--- START ---
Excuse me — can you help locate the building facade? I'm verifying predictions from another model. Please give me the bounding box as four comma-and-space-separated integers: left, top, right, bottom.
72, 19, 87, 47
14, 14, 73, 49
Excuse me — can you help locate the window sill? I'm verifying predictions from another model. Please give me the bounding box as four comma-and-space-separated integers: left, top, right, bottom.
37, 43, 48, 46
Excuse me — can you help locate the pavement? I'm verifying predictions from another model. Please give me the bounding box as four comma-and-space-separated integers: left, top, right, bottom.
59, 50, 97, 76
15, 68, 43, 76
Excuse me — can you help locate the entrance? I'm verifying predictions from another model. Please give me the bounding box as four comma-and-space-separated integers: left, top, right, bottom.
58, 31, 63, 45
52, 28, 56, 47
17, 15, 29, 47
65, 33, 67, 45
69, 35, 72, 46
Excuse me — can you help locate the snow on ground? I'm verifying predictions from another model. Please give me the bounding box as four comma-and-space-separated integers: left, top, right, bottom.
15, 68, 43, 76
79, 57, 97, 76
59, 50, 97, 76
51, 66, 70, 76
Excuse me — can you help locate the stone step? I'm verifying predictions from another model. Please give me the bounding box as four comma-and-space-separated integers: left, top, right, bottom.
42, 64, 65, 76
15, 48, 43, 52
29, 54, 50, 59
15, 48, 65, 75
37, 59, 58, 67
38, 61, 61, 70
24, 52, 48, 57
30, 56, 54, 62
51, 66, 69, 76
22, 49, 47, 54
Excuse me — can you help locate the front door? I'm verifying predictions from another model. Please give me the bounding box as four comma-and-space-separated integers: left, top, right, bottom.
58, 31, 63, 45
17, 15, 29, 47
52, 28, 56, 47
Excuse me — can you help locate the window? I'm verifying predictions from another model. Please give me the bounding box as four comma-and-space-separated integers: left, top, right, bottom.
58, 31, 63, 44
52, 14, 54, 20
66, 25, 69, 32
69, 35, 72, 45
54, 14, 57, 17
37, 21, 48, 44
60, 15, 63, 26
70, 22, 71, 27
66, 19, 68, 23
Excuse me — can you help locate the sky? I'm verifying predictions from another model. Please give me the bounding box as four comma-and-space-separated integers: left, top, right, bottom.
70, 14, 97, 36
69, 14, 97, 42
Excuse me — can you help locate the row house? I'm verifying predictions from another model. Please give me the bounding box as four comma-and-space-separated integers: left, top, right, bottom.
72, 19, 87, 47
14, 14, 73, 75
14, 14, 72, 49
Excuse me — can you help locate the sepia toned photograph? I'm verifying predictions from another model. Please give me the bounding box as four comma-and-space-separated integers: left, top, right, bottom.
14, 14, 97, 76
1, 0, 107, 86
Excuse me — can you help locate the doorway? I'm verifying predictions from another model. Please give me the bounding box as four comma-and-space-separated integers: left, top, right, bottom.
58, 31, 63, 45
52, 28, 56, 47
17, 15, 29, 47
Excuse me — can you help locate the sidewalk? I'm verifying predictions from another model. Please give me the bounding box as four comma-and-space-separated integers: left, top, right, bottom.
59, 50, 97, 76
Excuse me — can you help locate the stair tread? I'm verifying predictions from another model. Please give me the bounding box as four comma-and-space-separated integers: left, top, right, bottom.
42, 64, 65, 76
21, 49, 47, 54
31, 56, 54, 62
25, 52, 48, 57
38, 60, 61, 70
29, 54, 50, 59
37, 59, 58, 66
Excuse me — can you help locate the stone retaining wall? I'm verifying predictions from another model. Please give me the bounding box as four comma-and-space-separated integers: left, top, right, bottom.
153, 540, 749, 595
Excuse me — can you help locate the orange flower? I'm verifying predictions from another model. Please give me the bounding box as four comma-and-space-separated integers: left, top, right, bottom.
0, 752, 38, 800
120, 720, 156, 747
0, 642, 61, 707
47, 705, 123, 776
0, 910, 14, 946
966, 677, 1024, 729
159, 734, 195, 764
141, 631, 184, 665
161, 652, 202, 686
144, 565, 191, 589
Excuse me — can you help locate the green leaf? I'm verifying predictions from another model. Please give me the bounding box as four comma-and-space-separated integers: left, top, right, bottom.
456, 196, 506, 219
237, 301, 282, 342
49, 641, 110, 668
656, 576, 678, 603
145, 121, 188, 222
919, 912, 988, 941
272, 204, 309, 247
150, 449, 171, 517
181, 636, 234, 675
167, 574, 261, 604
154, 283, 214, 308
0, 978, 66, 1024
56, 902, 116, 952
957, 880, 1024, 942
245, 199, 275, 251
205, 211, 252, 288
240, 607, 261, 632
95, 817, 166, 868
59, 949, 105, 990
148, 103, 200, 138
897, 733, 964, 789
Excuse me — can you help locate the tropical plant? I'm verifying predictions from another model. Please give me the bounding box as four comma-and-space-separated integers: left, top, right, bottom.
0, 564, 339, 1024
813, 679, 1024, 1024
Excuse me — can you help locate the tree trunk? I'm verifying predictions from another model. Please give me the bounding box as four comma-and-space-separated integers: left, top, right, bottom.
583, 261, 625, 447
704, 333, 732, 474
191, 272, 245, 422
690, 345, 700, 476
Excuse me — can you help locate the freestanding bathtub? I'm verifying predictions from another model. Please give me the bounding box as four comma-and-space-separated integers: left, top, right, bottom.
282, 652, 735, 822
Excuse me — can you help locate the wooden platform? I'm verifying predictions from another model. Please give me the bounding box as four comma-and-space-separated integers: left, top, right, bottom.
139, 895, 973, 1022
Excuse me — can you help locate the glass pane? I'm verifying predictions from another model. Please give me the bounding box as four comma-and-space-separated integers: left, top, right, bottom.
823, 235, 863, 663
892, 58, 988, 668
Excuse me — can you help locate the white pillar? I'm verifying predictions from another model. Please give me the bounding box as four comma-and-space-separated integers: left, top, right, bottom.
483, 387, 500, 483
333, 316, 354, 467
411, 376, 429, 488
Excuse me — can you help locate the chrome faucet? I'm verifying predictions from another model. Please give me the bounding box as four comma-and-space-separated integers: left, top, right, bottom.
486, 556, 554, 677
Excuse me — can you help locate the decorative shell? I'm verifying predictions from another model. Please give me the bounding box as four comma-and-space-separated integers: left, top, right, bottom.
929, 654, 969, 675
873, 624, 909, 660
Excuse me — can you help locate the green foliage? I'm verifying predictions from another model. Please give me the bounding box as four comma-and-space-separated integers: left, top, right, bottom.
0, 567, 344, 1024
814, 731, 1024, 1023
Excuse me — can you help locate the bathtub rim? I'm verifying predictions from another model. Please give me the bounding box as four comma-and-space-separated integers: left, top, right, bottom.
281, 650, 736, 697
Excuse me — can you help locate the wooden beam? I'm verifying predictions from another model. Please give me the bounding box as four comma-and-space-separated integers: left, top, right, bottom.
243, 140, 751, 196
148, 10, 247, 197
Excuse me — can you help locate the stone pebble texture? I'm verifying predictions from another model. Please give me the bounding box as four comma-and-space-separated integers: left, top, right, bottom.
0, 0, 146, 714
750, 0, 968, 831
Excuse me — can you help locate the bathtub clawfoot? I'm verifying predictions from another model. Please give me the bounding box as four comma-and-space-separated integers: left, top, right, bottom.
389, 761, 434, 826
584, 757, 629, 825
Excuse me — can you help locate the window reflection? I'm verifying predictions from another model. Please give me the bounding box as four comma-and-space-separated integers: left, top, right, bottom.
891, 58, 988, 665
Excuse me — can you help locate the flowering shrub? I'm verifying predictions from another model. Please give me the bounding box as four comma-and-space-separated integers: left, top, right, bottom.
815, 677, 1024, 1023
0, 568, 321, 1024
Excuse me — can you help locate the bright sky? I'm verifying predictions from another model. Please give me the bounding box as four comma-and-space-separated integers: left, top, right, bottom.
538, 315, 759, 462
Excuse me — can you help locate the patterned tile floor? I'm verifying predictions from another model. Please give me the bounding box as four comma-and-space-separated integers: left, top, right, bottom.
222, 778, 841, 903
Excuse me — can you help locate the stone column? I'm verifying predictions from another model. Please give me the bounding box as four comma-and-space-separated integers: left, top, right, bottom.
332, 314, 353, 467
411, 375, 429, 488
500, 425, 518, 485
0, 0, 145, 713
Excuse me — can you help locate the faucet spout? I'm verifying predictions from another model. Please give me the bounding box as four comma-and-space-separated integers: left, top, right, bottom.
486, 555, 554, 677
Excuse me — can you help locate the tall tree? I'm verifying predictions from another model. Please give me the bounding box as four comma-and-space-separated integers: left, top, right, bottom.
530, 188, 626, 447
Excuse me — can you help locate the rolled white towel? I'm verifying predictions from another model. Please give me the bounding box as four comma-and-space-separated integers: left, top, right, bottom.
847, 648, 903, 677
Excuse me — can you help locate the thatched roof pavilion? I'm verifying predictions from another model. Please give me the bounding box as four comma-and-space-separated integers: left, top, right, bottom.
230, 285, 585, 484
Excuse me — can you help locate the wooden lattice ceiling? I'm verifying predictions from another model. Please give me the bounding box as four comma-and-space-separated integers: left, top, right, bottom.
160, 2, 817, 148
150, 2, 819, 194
--- END ---
▶ [Aim of the exercise]:
Find "Excuse me — can you help locate the thatched" in the data above, then repeat that line and all lines after it exactly, ending with the final line.

▶ [Solution to this task]:
Excuse me — can you help locate the thatched roof pavilion? I'm verifying predictions from another model. Please give me the bounding box as four comma-and-space-separated integers: left, top, right, bottom.
230, 285, 585, 484
Excuse me — can you help locate the wooden lattice ceiling? I'm verifying predictions from another model. Please give me the bounding box as four comma-and-space-separated integers: left, top, right, bottom.
160, 2, 817, 148
150, 2, 819, 194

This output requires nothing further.